What to do
Copy out word for word the part of the records that opens with the line containing "The service MUST return one point per instance of the artwork" and closes with the line containing "pixel 300 153", including both of those lines.

Data to process

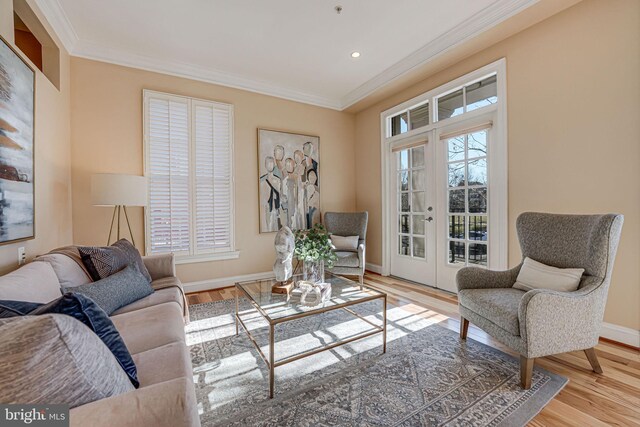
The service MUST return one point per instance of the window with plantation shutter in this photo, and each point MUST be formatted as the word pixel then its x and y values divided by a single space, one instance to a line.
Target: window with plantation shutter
pixel 188 164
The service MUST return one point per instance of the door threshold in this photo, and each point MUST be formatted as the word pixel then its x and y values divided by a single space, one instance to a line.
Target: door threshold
pixel 422 284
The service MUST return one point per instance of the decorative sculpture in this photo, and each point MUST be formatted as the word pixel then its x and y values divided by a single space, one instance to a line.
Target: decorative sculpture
pixel 284 245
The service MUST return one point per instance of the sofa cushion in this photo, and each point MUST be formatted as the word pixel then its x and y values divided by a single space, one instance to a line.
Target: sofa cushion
pixel 150 327
pixel 163 364
pixel 68 271
pixel 160 296
pixel 103 261
pixel 347 259
pixel 33 282
pixel 55 359
pixel 117 290
pixel 499 306
pixel 90 314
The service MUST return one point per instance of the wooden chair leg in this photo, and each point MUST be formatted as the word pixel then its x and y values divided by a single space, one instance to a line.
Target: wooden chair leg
pixel 526 372
pixel 464 327
pixel 593 359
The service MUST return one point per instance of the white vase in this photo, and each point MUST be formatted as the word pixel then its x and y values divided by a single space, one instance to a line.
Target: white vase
pixel 313 271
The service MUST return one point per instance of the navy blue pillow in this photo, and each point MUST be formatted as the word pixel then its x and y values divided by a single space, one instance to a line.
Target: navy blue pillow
pixel 88 312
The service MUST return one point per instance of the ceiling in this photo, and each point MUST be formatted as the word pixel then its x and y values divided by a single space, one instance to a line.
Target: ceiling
pixel 294 49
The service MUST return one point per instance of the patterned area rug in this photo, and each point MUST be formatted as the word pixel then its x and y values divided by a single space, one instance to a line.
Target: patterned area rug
pixel 427 377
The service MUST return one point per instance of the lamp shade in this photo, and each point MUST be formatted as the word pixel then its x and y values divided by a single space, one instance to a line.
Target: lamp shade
pixel 111 189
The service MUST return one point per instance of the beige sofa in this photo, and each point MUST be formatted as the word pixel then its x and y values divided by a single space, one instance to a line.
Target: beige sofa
pixel 153 330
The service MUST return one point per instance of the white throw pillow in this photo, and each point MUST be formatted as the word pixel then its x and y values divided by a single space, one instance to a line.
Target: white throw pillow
pixel 344 243
pixel 536 275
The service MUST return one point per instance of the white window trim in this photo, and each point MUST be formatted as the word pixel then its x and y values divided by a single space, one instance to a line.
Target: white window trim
pixel 212 255
pixel 498 154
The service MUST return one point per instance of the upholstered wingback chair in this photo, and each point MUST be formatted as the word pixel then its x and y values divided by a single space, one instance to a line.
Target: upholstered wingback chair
pixel 543 322
pixel 349 224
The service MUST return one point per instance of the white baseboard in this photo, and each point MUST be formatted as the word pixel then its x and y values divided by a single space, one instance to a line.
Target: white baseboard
pixel 223 282
pixel 374 267
pixel 621 334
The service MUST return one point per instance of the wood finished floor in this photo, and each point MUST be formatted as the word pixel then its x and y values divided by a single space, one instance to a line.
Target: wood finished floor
pixel 589 399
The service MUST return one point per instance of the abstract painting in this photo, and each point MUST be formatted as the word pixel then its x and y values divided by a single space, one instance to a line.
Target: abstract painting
pixel 17 89
pixel 288 166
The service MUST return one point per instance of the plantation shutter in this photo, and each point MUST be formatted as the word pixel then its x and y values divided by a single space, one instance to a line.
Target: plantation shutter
pixel 168 175
pixel 212 177
pixel 189 169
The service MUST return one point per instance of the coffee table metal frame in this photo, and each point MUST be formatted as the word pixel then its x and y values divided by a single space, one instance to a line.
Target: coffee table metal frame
pixel 272 363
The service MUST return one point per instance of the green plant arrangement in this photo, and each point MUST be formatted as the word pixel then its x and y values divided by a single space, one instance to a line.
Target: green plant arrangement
pixel 314 245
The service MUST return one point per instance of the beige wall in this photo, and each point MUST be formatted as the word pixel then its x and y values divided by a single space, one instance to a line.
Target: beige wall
pixel 106 105
pixel 574 130
pixel 52 158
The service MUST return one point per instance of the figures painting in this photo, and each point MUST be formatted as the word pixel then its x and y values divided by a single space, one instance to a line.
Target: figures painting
pixel 17 88
pixel 289 180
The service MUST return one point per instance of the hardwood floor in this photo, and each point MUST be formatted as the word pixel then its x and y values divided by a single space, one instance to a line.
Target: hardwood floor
pixel 589 399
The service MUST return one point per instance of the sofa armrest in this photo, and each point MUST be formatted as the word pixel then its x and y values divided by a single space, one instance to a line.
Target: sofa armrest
pixel 171 404
pixel 160 266
pixel 554 322
pixel 481 278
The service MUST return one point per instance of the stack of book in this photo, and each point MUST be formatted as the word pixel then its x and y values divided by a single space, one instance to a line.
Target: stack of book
pixel 309 293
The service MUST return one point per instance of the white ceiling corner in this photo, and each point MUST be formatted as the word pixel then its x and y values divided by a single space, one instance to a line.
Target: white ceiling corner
pixel 88 36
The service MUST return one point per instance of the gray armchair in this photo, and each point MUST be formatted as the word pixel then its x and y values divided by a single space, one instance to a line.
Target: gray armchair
pixel 543 322
pixel 349 224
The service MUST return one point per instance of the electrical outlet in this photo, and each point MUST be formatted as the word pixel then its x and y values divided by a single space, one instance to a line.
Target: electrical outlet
pixel 22 255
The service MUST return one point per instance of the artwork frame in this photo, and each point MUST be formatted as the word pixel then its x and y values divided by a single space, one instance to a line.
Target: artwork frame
pixel 17 146
pixel 300 153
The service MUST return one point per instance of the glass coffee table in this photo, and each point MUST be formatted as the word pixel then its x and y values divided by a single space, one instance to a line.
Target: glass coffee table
pixel 279 308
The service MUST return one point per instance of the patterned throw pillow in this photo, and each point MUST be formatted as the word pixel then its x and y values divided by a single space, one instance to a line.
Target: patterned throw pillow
pixel 86 311
pixel 116 291
pixel 55 359
pixel 103 261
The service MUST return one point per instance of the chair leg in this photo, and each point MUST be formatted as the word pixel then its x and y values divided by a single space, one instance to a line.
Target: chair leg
pixel 464 328
pixel 593 359
pixel 526 372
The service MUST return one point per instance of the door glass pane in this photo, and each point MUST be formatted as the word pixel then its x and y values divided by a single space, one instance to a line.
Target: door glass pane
pixel 417 157
pixel 456 201
pixel 477 144
pixel 450 105
pixel 403 179
pixel 417 179
pixel 477 174
pixel 418 247
pixel 477 254
pixel 404 202
pixel 418 224
pixel 457 252
pixel 456 226
pixel 403 245
pixel 456 148
pixel 482 93
pixel 419 116
pixel 403 159
pixel 418 202
pixel 456 174
pixel 478 227
pixel 478 200
pixel 404 224
pixel 399 124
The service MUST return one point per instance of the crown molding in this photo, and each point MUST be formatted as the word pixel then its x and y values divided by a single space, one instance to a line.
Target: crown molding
pixel 471 27
pixel 97 52
pixel 482 21
pixel 57 18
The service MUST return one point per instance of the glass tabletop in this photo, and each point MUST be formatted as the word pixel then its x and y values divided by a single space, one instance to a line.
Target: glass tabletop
pixel 280 306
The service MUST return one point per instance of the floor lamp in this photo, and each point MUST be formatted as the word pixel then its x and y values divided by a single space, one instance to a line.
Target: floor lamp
pixel 119 191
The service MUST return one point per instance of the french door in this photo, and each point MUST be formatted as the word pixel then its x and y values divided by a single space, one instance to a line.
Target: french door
pixel 414 222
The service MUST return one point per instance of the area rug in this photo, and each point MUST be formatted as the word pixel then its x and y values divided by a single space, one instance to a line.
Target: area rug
pixel 428 376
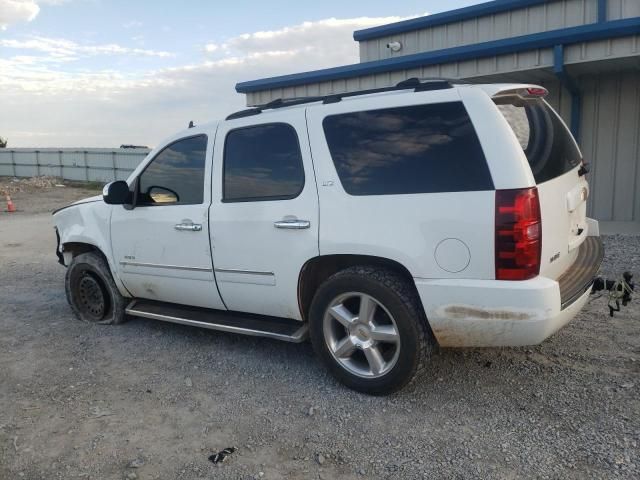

Response to the task
The service MUST return one point per instance of the artwork frame in this photo, and each point MUST be formatted as the word pixel then its x and y values divided by a single space, one instance to a line.
Target: artwork frame
pixel 17 146
pixel 300 153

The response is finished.